## SHORT EXERCISE
Return each line of the items below that contains the word "report", matching its case exactly.

-- Start DATA FOR THE TASK --

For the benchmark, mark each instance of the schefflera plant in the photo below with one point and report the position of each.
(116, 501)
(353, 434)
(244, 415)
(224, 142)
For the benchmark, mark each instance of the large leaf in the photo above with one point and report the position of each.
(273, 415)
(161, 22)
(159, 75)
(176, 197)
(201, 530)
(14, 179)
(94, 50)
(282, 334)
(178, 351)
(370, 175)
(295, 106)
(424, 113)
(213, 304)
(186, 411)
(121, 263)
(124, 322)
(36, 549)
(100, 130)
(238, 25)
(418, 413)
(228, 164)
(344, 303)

-- End DATA FOR THE TASK --
-- Start DATA FOR THE TASK --

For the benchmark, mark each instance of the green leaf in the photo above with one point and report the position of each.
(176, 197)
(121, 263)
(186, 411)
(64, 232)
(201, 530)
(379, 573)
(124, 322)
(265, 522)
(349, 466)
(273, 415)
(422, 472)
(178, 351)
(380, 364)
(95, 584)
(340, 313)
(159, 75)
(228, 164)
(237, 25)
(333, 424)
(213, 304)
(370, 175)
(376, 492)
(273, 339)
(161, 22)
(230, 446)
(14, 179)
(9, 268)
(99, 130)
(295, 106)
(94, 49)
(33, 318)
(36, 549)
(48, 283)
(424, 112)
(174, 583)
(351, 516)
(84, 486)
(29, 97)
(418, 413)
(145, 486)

-- End DATA FOR THE TASK --
-- Start DATA FOR THE TASK --

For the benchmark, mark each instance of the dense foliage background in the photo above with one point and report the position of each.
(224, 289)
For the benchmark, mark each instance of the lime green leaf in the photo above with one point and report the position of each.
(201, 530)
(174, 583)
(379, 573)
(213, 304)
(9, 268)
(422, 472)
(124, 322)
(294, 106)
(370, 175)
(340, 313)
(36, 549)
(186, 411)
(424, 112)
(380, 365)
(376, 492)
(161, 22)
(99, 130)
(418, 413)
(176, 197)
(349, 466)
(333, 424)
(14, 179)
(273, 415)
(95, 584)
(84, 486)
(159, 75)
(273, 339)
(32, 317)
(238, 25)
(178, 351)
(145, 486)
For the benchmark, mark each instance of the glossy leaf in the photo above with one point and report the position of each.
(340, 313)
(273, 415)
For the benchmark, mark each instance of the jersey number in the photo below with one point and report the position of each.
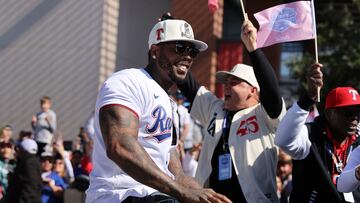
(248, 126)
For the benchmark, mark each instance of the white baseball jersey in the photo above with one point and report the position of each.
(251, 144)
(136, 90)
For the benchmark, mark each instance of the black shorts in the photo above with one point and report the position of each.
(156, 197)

-- End DATA FOR THE TASK --

## COMPLETE ANSWER
For the benchmark, mark each instance of the schefflera plant in the photo below with one point and report the position of each.
For the benchmark, mark each instance of the large leaf in the photo above with one point and report the position of each.
For the benchmark, mark each instance of the green leaf in the photo above with one point and report the position of each.
For the benchmark, mark each instance of the dense foliage background in the photo above with one point and report the position of each.
For the benchmark, mark each instance of the lime green leaf in the photo above with one point and report the position of each.
For the benchmark, mark each instance of the glossy leaf in the photo above with one point and report the position of each.
For the benchmark, mark each instance of the jersey number in the photo below with one point and report the position of each.
For the benchmark, mark each instance of the white baseball jersey in the photo above with one point and report the position of each.
For the benchmark, mark each instance of the black shorts in the photo above with one point and report the position of each.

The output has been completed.